> [SET OF TASKS]:
**a.** According to the news article on the Sydney tar ponds cleanup, what does Kevin MacDonald recommend instead of a full panel review?
**b.** Continue the news article about the Sydney tar ponds cleanup plan from where it stops.

> [GIVEN PASSAGE]:
---
CBRM official will call for government study of toxic cleanup plan

By Tanya Collier Macdonald
Cape Breton Post
Wed. Mar. 9, 2005

Sydney - A senior municipal official will try to convince councillors to support a government-led study of cleanup plans for Sydney’s toxic sites instead of backing an independent review.

In an issue paper, to be discussed today at a special council meeting at the Civic Centre, the Cape Breton Regional Municipality’s director of engineering and public works, Kevin MacDonald, will recommend a comprehensive study instead of a full panel review. In the document, MacDonald writes that government experts already familiar with the tar ponds and coke ovens project should be part of the environmental assessment. "The site-specific knowledge gained by these experts regarding the science and technologies and related health and socio-economic issues, I believe, need to be a direct part of the process."

MacDonald said extensive public engagement has already taken place through the Joint Action Group at a level never before attempted or delivered on a national scale. However, if Environment Minister Stephane Dion does decide to track the process through a full panel review, the minister should order definitive timelines for completing the process, said MacDonald.

He also listed a number of concerns he had with the proposed incinerator planned to burn PCB sludge from the tar ponds and coke ovens. He said that in 2006, federal guidelines for emission standards for dioxins and furans will become the lowest in the world. "The new standards should be the regulation in this operating permit," said MacDonald.
---
> [RECORDS SHOWN]:
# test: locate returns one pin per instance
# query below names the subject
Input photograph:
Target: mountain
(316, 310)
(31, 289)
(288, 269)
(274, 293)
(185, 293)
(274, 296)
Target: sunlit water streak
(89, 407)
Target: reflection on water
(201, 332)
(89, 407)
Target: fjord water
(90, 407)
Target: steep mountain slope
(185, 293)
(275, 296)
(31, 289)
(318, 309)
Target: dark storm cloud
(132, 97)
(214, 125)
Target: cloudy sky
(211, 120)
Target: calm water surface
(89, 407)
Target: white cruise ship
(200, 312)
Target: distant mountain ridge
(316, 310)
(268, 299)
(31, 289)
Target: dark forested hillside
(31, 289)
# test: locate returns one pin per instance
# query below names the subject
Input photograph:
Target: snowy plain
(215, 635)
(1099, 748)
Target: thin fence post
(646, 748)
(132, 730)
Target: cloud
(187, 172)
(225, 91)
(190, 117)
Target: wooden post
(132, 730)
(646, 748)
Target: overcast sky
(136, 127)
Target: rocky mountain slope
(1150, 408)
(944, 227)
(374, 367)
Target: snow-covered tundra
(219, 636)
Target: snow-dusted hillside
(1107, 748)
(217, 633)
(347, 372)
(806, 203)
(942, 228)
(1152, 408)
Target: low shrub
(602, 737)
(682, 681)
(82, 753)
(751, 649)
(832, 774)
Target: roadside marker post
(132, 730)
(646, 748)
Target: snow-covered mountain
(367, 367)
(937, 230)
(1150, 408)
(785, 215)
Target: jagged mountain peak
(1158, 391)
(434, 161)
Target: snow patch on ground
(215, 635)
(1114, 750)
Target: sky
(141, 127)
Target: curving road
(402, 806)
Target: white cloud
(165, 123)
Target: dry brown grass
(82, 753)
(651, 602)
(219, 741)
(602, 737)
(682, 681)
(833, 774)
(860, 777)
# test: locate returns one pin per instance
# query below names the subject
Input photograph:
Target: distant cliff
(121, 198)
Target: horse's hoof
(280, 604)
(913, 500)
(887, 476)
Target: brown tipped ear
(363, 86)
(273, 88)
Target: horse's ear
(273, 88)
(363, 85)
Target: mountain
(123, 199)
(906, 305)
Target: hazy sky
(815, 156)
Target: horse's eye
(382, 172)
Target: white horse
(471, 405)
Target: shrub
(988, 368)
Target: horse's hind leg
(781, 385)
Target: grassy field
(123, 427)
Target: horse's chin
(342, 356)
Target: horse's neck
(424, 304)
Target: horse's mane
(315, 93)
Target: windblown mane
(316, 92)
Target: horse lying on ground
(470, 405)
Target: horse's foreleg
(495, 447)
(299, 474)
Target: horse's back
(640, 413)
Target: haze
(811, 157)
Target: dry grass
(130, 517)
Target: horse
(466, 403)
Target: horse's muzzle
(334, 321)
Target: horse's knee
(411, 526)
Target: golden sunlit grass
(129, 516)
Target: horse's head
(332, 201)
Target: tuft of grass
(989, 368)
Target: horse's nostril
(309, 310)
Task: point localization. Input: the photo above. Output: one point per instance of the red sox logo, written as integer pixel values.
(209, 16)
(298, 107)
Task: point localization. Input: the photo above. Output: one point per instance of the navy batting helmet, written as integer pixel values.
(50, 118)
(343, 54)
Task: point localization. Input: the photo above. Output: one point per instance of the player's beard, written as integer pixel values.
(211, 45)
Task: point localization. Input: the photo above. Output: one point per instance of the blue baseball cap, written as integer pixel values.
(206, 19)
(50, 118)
---
> [ANSWERS FOR THIS EXERCISE]:
**a.** A comprehensive study.

**b.**
He also asked for details on monitoring procedures during the incinerator’s operation. "Continuous monitoring on furans and dioxins is not feasible, however, other emissions are more readily able to be monitored on a continuous basis and accurate correlation based on the test monitoring for dioxins and furans can be established," said MacDonald. He also noted that the proposed site for the incinerator, the Victoria Junction wash plant on the Sydney-Glace Bay Highway, does approach the New Waterford water supply watershed, the Grand Lake watershed and other water courses. "What criteria is being employed to monitor, protect and ensure that these watersheds are not impacted," asked MacDonald.

The municipality’s water utility and engineering staff need to be consulted directly, he added. The municipality should also be consulted on how Sydney’s Wash Brook will be controlled when a cofferdam is constructed at the tar ponds. The brook has a history of overflowing during heavy rainfalls.

MacDonald also questioned who would take responsibility if a human error was made in relation to engineering design, construction, or the implementation of the cleanup plans resulting in damage to property or some other harmful effect. "In the unlikely instance that this may happen, will the (Sydney Tar Ponds Agency) take full responsibility for the same," asked MacDonald.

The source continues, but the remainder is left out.